> [Metin Bölümü]
● ● ● ●

Bozcaada, 1455 yılında ‘Fatih tarafından’ Gökçeada (İmroz) ile birlikte fethedilmiş ve Osmanlı donanmasının ikmal üssü olarak kullanılmış. Venedikliler adaya tekrar hakim oluyor, Bu sefere Mahmut Paşa 1464’te adayı tekrar Osmanlı topraklarına katıyor.
Akhalar’ın güçlü komutanı ve dünyanın en büyük savaşçısı, Truva savaşının (M.Ö: 1185) kahramanı ve Tanrıça Thetis’in oğlu Akhilleus(Aşil-Truva filminde Brad Pit’in canlandırdığı karakter) mezarının Bozcaada yakınındaki Fener Adası’nda veya Çanakkale-Sivritepe Tümülüs’ünde olduğu söylenmektedir-(Samsun’daki bulgularda Karadeniz’de bir adaya gömüldüğü veya Çorum’un Osmancık ilçesinde olduğunu savlayanlar da var).

● ● ● ●

> [Verilen Problem A]
Aşağıdaki kayıtlarda "rack" kelimesini içeren her satırı gösterin.

> [Alıştırma Kayıtları]
● ● ● ●

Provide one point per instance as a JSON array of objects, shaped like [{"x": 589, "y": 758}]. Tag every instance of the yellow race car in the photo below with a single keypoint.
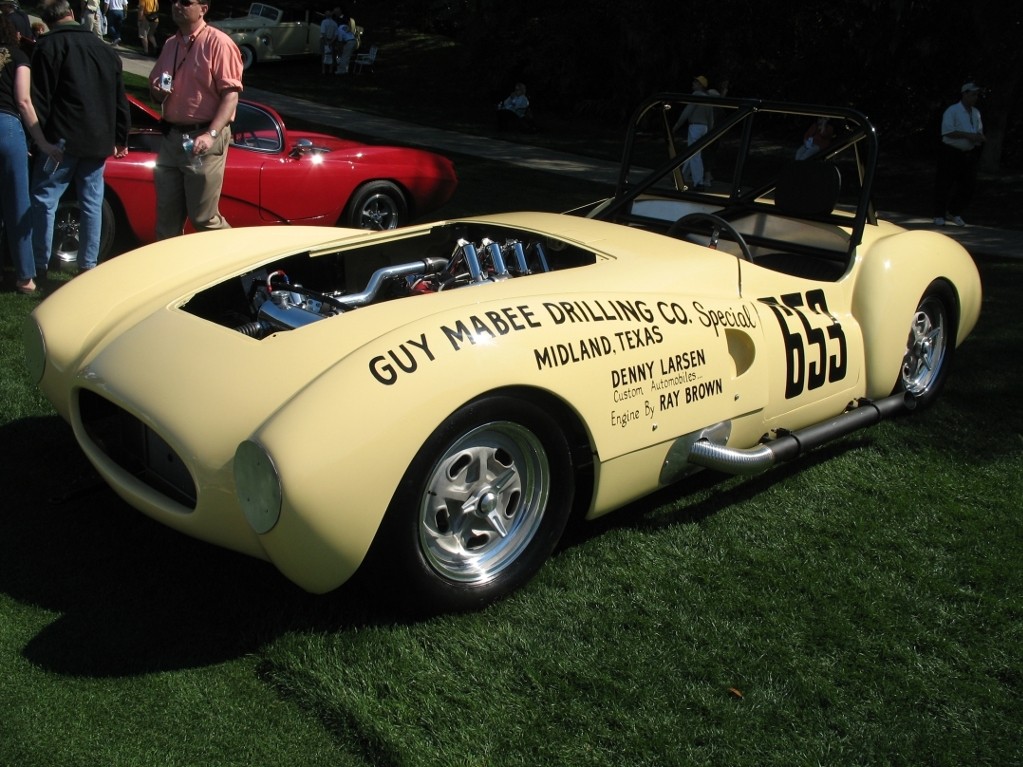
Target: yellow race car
[{"x": 436, "y": 402}]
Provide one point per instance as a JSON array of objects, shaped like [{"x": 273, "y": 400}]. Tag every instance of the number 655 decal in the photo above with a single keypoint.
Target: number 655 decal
[{"x": 814, "y": 342}]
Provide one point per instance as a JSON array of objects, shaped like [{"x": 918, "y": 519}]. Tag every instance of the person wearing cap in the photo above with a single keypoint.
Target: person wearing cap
[
  {"x": 700, "y": 119},
  {"x": 196, "y": 81},
  {"x": 962, "y": 137},
  {"x": 23, "y": 25}
]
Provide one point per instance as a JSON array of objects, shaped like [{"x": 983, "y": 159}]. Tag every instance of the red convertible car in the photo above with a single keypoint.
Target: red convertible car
[{"x": 274, "y": 176}]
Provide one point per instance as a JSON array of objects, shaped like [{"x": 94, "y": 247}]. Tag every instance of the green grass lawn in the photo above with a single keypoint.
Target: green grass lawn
[{"x": 859, "y": 606}]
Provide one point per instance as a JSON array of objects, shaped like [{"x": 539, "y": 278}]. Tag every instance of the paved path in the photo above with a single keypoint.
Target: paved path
[{"x": 977, "y": 239}]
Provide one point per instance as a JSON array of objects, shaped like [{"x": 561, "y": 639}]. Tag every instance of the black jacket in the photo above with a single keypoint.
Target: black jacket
[{"x": 79, "y": 92}]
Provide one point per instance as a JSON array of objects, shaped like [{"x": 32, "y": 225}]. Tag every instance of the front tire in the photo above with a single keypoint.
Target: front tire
[
  {"x": 377, "y": 206},
  {"x": 481, "y": 507},
  {"x": 930, "y": 346}
]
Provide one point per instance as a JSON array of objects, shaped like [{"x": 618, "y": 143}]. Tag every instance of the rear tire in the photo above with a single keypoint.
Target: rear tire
[
  {"x": 481, "y": 507},
  {"x": 377, "y": 206},
  {"x": 930, "y": 345},
  {"x": 67, "y": 227}
]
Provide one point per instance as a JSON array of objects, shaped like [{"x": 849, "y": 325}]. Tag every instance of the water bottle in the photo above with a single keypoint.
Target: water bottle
[
  {"x": 51, "y": 164},
  {"x": 188, "y": 144}
]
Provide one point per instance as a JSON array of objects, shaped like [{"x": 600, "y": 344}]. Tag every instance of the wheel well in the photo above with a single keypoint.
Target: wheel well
[
  {"x": 580, "y": 447},
  {"x": 409, "y": 199}
]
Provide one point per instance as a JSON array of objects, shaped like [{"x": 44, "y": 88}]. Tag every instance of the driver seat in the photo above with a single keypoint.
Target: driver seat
[{"x": 807, "y": 189}]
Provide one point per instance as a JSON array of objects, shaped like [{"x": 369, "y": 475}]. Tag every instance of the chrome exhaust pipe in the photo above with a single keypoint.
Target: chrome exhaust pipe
[{"x": 791, "y": 445}]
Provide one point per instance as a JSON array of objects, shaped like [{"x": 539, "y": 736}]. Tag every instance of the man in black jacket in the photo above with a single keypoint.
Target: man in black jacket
[{"x": 78, "y": 91}]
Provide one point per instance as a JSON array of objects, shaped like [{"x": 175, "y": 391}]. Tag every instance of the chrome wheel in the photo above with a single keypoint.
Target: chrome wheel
[
  {"x": 484, "y": 501},
  {"x": 68, "y": 232},
  {"x": 927, "y": 347},
  {"x": 67, "y": 228},
  {"x": 377, "y": 206}
]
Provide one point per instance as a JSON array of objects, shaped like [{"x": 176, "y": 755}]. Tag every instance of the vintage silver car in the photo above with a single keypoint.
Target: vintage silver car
[{"x": 270, "y": 34}]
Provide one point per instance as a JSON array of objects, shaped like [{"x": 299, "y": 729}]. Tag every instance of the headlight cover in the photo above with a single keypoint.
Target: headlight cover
[{"x": 258, "y": 486}]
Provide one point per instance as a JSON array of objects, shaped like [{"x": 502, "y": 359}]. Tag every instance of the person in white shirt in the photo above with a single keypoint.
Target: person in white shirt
[
  {"x": 348, "y": 43},
  {"x": 116, "y": 18},
  {"x": 328, "y": 39},
  {"x": 962, "y": 139}
]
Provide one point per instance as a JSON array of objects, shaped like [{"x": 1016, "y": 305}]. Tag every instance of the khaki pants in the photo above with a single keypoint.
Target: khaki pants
[{"x": 185, "y": 192}]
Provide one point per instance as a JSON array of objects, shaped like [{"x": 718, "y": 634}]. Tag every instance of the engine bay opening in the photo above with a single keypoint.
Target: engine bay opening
[{"x": 298, "y": 289}]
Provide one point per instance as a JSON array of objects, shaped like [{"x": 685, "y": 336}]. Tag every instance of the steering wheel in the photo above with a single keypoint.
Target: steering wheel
[{"x": 684, "y": 225}]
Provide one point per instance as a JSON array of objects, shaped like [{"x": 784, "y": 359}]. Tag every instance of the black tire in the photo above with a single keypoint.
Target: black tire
[
  {"x": 930, "y": 345},
  {"x": 379, "y": 205},
  {"x": 480, "y": 508},
  {"x": 68, "y": 224}
]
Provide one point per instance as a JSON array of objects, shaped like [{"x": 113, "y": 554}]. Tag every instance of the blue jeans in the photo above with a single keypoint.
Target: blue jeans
[
  {"x": 47, "y": 188},
  {"x": 14, "y": 193}
]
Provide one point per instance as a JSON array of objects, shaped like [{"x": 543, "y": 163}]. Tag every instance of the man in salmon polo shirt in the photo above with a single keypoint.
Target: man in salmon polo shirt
[{"x": 196, "y": 80}]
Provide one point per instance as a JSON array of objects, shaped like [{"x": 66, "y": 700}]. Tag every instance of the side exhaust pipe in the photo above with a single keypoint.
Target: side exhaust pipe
[{"x": 793, "y": 444}]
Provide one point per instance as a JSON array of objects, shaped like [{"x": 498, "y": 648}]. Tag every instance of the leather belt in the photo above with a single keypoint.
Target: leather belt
[{"x": 194, "y": 128}]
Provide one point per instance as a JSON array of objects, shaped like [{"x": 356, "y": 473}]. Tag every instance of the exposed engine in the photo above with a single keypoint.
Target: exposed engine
[{"x": 277, "y": 298}]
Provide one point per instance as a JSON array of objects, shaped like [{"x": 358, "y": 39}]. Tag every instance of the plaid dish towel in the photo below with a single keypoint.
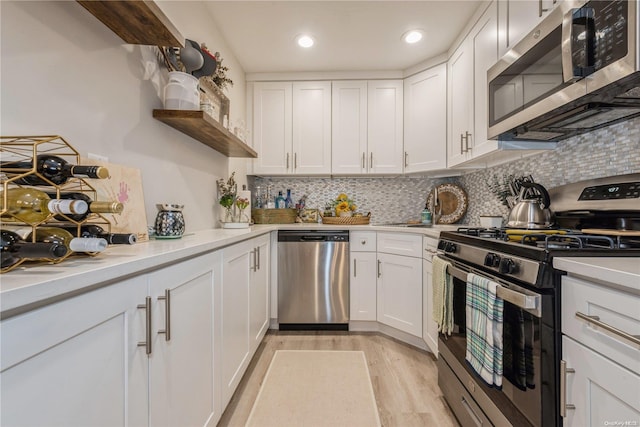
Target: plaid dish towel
[
  {"x": 484, "y": 323},
  {"x": 442, "y": 294}
]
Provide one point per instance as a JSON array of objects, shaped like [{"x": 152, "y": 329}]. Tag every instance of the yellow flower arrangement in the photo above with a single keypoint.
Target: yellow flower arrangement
[{"x": 343, "y": 204}]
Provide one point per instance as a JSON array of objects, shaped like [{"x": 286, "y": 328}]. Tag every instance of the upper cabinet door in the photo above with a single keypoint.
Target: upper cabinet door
[
  {"x": 484, "y": 41},
  {"x": 385, "y": 109},
  {"x": 460, "y": 103},
  {"x": 272, "y": 128},
  {"x": 311, "y": 153},
  {"x": 425, "y": 120},
  {"x": 349, "y": 127}
]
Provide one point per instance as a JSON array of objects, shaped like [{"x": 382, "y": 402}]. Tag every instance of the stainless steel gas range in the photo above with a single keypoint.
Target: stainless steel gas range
[{"x": 592, "y": 218}]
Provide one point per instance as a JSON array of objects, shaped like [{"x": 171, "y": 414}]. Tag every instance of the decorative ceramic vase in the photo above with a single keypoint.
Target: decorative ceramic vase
[{"x": 169, "y": 221}]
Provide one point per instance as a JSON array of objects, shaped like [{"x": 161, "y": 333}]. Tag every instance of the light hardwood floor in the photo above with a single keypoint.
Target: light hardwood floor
[{"x": 405, "y": 379}]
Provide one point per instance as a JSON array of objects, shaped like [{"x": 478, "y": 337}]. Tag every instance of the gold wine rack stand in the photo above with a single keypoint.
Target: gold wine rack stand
[{"x": 14, "y": 149}]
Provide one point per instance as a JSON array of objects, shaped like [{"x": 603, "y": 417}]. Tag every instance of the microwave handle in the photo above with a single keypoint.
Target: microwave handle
[{"x": 571, "y": 71}]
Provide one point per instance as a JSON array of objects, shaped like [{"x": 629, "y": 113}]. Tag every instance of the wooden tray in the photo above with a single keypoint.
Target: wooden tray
[{"x": 346, "y": 220}]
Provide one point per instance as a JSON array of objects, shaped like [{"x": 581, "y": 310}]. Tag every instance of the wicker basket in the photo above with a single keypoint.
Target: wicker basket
[
  {"x": 274, "y": 216},
  {"x": 346, "y": 220}
]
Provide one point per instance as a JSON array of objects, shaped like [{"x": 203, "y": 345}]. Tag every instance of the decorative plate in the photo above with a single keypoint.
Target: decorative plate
[{"x": 452, "y": 202}]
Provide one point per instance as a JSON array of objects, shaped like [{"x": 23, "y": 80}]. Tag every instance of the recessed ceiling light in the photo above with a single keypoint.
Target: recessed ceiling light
[
  {"x": 413, "y": 36},
  {"x": 305, "y": 41}
]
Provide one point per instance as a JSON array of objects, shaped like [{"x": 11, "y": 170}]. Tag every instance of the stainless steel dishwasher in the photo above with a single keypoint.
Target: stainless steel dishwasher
[{"x": 313, "y": 279}]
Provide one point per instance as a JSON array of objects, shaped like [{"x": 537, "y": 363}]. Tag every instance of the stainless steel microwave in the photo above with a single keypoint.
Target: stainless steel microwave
[{"x": 577, "y": 71}]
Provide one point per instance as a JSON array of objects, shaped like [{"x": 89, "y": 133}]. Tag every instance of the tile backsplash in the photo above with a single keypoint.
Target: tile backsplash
[{"x": 614, "y": 150}]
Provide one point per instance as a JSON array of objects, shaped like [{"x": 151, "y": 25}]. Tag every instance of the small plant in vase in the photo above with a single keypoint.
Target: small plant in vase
[{"x": 227, "y": 192}]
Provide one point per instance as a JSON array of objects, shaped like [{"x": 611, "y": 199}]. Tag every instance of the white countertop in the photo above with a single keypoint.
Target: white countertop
[
  {"x": 37, "y": 284},
  {"x": 618, "y": 272}
]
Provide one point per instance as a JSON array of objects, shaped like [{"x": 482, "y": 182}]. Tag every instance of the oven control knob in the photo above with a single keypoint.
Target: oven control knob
[
  {"x": 507, "y": 266},
  {"x": 492, "y": 260}
]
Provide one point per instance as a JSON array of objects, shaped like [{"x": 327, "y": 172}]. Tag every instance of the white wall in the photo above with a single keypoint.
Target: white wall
[{"x": 65, "y": 73}]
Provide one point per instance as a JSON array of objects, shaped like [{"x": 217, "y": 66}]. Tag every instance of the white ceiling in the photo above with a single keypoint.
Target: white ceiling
[{"x": 350, "y": 35}]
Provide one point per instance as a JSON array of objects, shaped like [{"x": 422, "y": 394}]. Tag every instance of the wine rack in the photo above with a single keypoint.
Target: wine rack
[{"x": 14, "y": 149}]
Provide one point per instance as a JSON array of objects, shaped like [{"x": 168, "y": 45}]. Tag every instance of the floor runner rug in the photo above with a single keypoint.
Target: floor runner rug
[{"x": 309, "y": 388}]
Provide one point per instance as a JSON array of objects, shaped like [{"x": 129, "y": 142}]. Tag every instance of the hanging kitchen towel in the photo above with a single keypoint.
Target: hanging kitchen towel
[
  {"x": 484, "y": 311},
  {"x": 442, "y": 296},
  {"x": 514, "y": 361}
]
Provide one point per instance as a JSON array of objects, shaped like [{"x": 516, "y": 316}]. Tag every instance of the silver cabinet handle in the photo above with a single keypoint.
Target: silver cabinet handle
[
  {"x": 541, "y": 10},
  {"x": 147, "y": 307},
  {"x": 258, "y": 258},
  {"x": 563, "y": 388},
  {"x": 627, "y": 338},
  {"x": 477, "y": 421},
  {"x": 167, "y": 314},
  {"x": 253, "y": 267}
]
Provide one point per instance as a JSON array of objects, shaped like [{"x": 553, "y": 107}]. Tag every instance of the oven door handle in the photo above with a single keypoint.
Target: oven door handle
[{"x": 524, "y": 301}]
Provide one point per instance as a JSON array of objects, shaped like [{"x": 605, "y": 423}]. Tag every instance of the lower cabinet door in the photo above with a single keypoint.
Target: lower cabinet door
[
  {"x": 400, "y": 292},
  {"x": 259, "y": 291},
  {"x": 77, "y": 362},
  {"x": 235, "y": 335},
  {"x": 362, "y": 286},
  {"x": 182, "y": 372},
  {"x": 603, "y": 392}
]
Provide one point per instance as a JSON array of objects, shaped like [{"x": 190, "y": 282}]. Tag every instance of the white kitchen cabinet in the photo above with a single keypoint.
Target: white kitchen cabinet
[
  {"x": 429, "y": 326},
  {"x": 460, "y": 106},
  {"x": 367, "y": 127},
  {"x": 235, "y": 335},
  {"x": 77, "y": 362},
  {"x": 600, "y": 326},
  {"x": 349, "y": 150},
  {"x": 259, "y": 290},
  {"x": 400, "y": 292},
  {"x": 272, "y": 136},
  {"x": 425, "y": 120},
  {"x": 183, "y": 374},
  {"x": 518, "y": 18},
  {"x": 244, "y": 312},
  {"x": 384, "y": 129},
  {"x": 399, "y": 281},
  {"x": 292, "y": 128},
  {"x": 362, "y": 285},
  {"x": 311, "y": 149},
  {"x": 601, "y": 391}
]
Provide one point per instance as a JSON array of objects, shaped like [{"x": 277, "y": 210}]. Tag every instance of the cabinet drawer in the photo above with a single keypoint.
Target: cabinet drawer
[
  {"x": 362, "y": 241},
  {"x": 400, "y": 244},
  {"x": 612, "y": 307}
]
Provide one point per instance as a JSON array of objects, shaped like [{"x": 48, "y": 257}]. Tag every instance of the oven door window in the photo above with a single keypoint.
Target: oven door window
[{"x": 522, "y": 345}]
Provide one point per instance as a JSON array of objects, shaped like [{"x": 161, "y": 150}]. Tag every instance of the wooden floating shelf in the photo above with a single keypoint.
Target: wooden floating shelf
[
  {"x": 204, "y": 128},
  {"x": 136, "y": 22}
]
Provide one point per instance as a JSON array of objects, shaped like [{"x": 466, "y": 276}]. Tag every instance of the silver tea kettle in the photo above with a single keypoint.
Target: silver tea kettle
[{"x": 531, "y": 211}]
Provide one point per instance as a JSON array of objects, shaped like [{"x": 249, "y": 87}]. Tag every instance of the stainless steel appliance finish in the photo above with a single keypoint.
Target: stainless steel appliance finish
[
  {"x": 313, "y": 279},
  {"x": 531, "y": 294},
  {"x": 577, "y": 71}
]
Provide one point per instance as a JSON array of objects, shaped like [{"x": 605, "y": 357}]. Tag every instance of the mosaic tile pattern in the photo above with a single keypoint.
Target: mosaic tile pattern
[{"x": 614, "y": 150}]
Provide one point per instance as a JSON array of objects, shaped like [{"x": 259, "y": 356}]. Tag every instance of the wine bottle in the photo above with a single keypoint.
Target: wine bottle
[
  {"x": 94, "y": 230},
  {"x": 13, "y": 249},
  {"x": 94, "y": 206},
  {"x": 31, "y": 206},
  {"x": 63, "y": 237},
  {"x": 55, "y": 169}
]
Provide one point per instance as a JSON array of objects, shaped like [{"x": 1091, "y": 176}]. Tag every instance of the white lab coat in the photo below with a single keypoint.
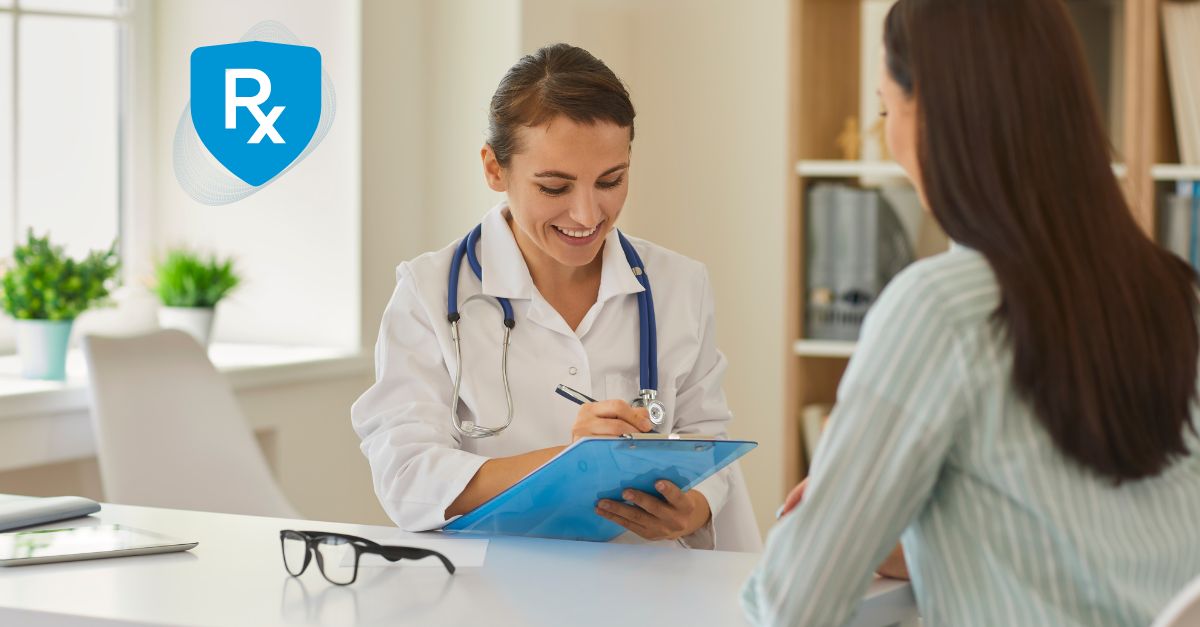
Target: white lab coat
[{"x": 420, "y": 464}]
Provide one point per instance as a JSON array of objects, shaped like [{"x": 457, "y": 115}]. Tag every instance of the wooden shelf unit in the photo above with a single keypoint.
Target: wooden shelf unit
[{"x": 825, "y": 90}]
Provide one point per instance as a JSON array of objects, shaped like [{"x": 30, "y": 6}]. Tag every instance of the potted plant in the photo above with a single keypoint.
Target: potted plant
[
  {"x": 45, "y": 291},
  {"x": 190, "y": 287}
]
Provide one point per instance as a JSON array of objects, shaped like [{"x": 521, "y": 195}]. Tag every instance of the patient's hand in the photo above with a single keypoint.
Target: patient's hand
[{"x": 893, "y": 565}]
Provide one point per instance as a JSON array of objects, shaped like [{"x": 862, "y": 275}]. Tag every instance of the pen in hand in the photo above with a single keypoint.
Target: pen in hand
[{"x": 573, "y": 395}]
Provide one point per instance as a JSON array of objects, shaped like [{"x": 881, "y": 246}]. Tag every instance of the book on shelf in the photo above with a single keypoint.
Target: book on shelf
[
  {"x": 856, "y": 244},
  {"x": 1181, "y": 39},
  {"x": 1180, "y": 225}
]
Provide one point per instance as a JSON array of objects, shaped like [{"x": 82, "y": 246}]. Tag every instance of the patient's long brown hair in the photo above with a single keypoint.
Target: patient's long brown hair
[{"x": 1015, "y": 165}]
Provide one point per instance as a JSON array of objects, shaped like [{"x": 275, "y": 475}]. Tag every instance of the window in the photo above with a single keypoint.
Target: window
[{"x": 63, "y": 109}]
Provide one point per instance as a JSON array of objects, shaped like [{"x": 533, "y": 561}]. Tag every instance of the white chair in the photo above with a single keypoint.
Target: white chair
[
  {"x": 1183, "y": 610},
  {"x": 169, "y": 433}
]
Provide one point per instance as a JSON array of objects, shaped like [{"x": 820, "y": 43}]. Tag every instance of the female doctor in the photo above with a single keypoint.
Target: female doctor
[{"x": 448, "y": 425}]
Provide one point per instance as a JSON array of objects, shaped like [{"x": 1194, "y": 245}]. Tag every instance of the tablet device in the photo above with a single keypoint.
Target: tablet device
[{"x": 48, "y": 545}]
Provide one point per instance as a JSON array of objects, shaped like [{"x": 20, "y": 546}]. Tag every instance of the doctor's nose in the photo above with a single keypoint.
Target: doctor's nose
[{"x": 586, "y": 210}]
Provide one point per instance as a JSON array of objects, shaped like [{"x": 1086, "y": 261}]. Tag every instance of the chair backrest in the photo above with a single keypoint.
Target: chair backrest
[
  {"x": 737, "y": 530},
  {"x": 1183, "y": 610},
  {"x": 168, "y": 429}
]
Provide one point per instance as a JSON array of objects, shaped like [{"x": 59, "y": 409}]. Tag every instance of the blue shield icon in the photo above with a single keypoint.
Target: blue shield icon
[{"x": 256, "y": 105}]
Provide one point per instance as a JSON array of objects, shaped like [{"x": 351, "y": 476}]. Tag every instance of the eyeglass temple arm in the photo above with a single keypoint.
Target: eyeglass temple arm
[{"x": 399, "y": 553}]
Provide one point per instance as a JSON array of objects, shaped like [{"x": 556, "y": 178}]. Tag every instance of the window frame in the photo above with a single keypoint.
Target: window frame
[{"x": 133, "y": 67}]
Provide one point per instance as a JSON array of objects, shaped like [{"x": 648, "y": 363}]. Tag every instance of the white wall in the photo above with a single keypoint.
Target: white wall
[
  {"x": 297, "y": 240},
  {"x": 468, "y": 48}
]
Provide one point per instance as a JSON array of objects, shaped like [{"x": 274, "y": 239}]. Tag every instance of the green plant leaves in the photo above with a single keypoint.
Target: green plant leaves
[
  {"x": 45, "y": 284},
  {"x": 185, "y": 279}
]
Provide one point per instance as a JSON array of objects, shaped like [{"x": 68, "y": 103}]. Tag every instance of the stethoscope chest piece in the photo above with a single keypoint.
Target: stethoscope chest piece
[{"x": 647, "y": 398}]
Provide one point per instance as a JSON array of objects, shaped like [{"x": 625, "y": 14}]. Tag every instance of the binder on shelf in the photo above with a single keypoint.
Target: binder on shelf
[
  {"x": 1181, "y": 39},
  {"x": 856, "y": 244}
]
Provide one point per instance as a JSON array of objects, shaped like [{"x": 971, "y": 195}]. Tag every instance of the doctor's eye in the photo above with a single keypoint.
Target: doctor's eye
[{"x": 610, "y": 184}]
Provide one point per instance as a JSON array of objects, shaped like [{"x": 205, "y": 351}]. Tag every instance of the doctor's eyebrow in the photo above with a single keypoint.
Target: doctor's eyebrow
[{"x": 557, "y": 174}]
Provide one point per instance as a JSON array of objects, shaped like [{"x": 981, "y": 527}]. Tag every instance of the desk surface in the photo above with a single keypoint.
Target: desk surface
[{"x": 235, "y": 577}]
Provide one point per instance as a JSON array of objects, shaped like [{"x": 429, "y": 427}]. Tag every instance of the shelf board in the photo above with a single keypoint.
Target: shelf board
[
  {"x": 832, "y": 348},
  {"x": 853, "y": 169},
  {"x": 1174, "y": 172},
  {"x": 849, "y": 169}
]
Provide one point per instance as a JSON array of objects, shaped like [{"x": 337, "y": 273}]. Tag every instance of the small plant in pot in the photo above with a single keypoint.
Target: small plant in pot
[
  {"x": 190, "y": 286},
  {"x": 45, "y": 291}
]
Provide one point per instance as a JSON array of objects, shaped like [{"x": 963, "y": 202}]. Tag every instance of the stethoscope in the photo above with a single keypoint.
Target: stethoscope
[{"x": 648, "y": 375}]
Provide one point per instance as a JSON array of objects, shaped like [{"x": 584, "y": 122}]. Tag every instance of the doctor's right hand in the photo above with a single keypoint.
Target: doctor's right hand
[{"x": 610, "y": 418}]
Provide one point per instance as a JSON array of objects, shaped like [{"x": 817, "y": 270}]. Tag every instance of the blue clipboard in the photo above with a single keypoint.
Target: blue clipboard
[{"x": 558, "y": 499}]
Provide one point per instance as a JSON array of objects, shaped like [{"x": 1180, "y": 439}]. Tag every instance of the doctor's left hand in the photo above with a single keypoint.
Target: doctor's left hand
[{"x": 675, "y": 515}]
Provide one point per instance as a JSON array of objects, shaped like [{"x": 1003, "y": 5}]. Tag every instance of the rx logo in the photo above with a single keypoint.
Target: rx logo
[{"x": 256, "y": 105}]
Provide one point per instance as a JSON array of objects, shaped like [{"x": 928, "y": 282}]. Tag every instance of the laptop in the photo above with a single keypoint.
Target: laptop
[{"x": 48, "y": 545}]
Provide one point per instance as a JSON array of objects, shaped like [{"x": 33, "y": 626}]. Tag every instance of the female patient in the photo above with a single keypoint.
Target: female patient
[{"x": 1020, "y": 411}]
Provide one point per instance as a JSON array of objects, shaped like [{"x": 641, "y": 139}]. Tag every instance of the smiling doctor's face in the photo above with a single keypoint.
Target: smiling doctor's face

● ● ● ●

> [Verilen Problem B]
Lütfen yukarıdaki Bozcaada metninden "Bozcaada, 1455 yılında" ile başlayıp "savlayanlar da var)." ile biten kısmı birebir çıktı olarak verin.

> [Doğru Cevap A]
Provide one point per instance as a JSON array of objects, shaped like [{"x": 478, "y": 337}]. Tag every instance of the gold wine rack stand in the photo above with a single keypoint.
Target: gold wine rack stand
Provide one point per instance as a JSON array of objects, shaped like [{"x": 422, "y": 394}]. Tag every instance of the wine rack in the photo above with a single keypoint.
Target: wine rack

> [Doğru Cevap B]
Bozcaada, 1455 yılında ‘Fatih tarafından’ Gökçeada (İmroz) ile birlikte fethedilmiş ve Osmanlı donanmasının ikmal üssü olarak kullanılmış. Venedikliler adaya tekrar hakim oluyor, Bu sefere Mahmut Paşa 1464’te adayı tekrar Osmanlı topraklarına katıyor.
Akhalar’ın güçlü komutanı ve dünyanın en büyük savaşçısı, Truva savaşının (M.Ö: 1185) kahramanı ve Tanrıça Thetis’in oğlu Akhilleus(Aşil-Truva filminde Brad Pit’in canlandırdığı karakter) mezarının Bozcaada yakınındaki Fener Adası’nda veya Çanakkale-Sivritepe Tümülüs’ünde olduğu söylenmektedir-(Samsun’daki bulgularda Karadeniz’de bir adaya gömüldüğü veya Çorum’un Osmancık ilçesinde olduğunu savlayanlar da var).